→ EXERCÍCIO CURTO 1
Responda com base no texto sobre a Nota Fiscal Eletrônica:
(a) Desde quando a Nota Fiscal Eletrônica é uma realidade na legislação brasileira?
(b) Em que data começou a vigorar a obrigatoriedade determinada pelo protocolo Confaz/ICMS 83?
(c) Em São Paulo, qual é a multa quando o Fisco encontra mercadorias sendo entregues sem emissão de NF-e?
→ EXERCÍCIO CURTO 2
Duplique, sem nenhuma alteração, o trecho do texto sobre a Nota Fiscal Eletrônica que vai de "Quem precisa emitir" a "série de operações.".
→ EXERCÍCIO CURTO 3
Resuma o texto sobre a Nota Fiscal Eletrônica em duas frases.

→ TRECHO DE ORIGEM
----------
Estudioso do mercado editorial e livreiro, Jaime Mendes, da Zahar, acredita que o benefício do novo sistema supera e muito simplesmente a agilização das operações contábeis. “A Nota Fiscal Eletrônica vai obrigar o mercado a se profissionalizar um pouquinho. Somos ainda muito informais”, diz ele. “E também, espero, mude um pouco a situação da consignação: do jeito que está, vai enterrar todo mundo. Era para ser algo esporádico, mas se tornou a base do negócio da maioria das livrarias, e isso acarreta uma série de problemas. Não estimula ter bons profissionais no mercado e gera uma perda na capacidade de vender”, conclui.


BOX

Tudo sobre a Nota Fiscal Eletrônica (NF-e)

O que é?
Documento de existência apenas digital, emitido e armazenado eletronicamente, com o intuito de documentar, para fins fiscais, uma operação de circulação de mercadorias ou uma prestação de serviços. Sua validade jurídica é garantida pela assinatura digital do remetente (garantia de autoria e de integridade) e pela recepção, pelo Fisco, do documento eletrônico, antes da ocorrência do Fato Gerador.

Quem precisa emitir (e quando)?
A Nota Fiscal Eletrônica tem validade em todos os Estados da Federação e já é uma realidade na legislação brasileira desde outubro de 2005. Em 2009, o protocolo ICMS 42/09 estabeleceu a obrigatoriedade da utilização da Nota Fiscal Eletrônica (NF-e) em substituição à Nota Fiscal, modelo 1 ou 1-A, pelo critério de Classificação Nacional de Atividades Econômicas (CNAE) e operações com os destinatários que especifica, para uma série de operações.
O início da vigência dessa obrigatoriedade foi determinado para 1º de dezembro de 2010, de acordo com o protocolo Confaz/ICMS 83 (de 25 de julho de 2010). Entre elas estão: 1811-3/02 (impressão de livros, revistas e outras publicações periódicas), 4618-4/03 (representantes comerciais e agentes do comercio de jornais, revistas e outras publicações) e 4647-8/02 (comércio atacadista de livros, jornais e outras publicações).
Empresas com o CNAE 4761-0/01 (comércio varejista de livros), até o momento, não dispõem de prazo para aderir ao regime da Nota Fiscal Eletrônica.

Penalidades
Quando a legislação determina a emissão de um documento, independentemente de qual seja ele, a emissão de qualquer outro documento não tem validade. Assim, se a empresa deixar de emitir a nota fiscal eletrônica, emitindo em seu lugar a nota modelo 1 e 1A, será como se não tivesse emitido nota fiscal alguma. A penalidade, nesses casos, se enquadra na punição por falta de emissão de um documento exigido pelo Fisco; cada estado institui a punição para as empresas.
Em São Paulo, caso o Fisco se depare com mercadorias sendo entregues sem emissão de NF-e, a multa é de 50% do valor da operação. Supondo que o fiscal pare o caminhão que transporta as mercadorias da empresa, a mesma multa é aplicada. As mercadorias podem ser apreendidas até que a operação seja regularizada. A não-emissão de NF-e traz problemas também para os clientes, e não somente aos fornecedores; eles podem ter que pagar uma multa de valor equivalente a 50% da operação.
----------
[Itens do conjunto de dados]

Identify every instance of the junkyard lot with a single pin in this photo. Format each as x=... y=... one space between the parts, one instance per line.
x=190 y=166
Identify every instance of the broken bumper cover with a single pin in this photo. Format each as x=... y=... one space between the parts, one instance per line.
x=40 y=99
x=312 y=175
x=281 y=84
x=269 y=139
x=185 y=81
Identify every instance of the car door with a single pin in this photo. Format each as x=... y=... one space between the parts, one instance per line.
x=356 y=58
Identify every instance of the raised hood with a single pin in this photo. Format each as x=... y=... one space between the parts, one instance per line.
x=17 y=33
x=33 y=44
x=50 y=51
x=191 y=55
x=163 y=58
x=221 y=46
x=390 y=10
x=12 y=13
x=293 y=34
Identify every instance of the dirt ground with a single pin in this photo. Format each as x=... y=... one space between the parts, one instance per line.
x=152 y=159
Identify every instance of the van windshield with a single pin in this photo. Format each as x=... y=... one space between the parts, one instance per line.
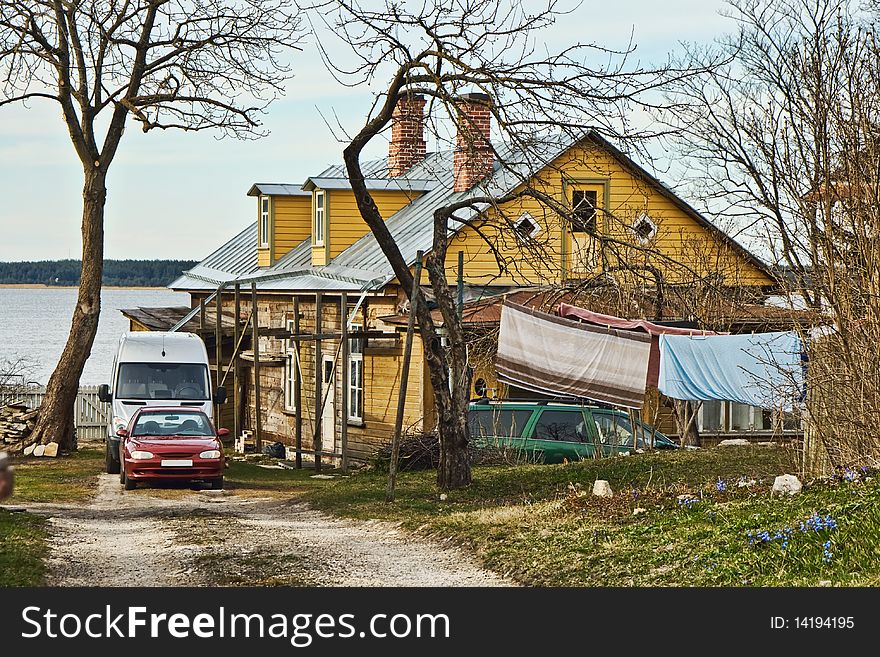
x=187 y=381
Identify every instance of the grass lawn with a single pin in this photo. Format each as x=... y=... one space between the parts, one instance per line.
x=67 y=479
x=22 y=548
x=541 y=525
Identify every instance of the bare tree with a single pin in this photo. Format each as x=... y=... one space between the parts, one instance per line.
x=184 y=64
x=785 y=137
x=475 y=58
----------
→ RESULTADO DO EXERCÍCIO 1
(a) Desde outubro de 2005.
(b) Em 1º de dezembro de 2010.
(c) 50% do valor da operação.

→ RESULTADO DO EXERCÍCIO 2
Quem precisa emitir (e quando)?
A Nota Fiscal Eletrônica tem validade em todos os Estados da Federação e já é uma realidade na legislação brasileira desde outubro de 2005. Em 2009, o protocolo ICMS 42/09 estabeleceu a obrigatoriedade da utilização da Nota Fiscal Eletrônica (NF-e) em substituição à Nota Fiscal, modelo 1 ou 1-A, pelo critério de Classificação Nacional de Atividades Econômicas (CNAE) e operações com os destinatários que especifica, para uma série de operações.

→ RESULTADO DO EXERCÍCIO 3
Jaime Mendes, da Zahar, acredita que a Nota Fiscal Eletrônica vai obrigar o mercado a se profissionalizar e espera que ela mude a situação da consignação, que se tornou a base do negócio da maioria das livrarias. O documento, de existência apenas digital, passou a ser obrigatório em 1º de dezembro de 2010 para atividades como a impressão de livros, mas o comércio varejista de livros ainda não tem prazo para aderir, e em São Paulo a falta de emissão gera multa de 50% do valor da operação.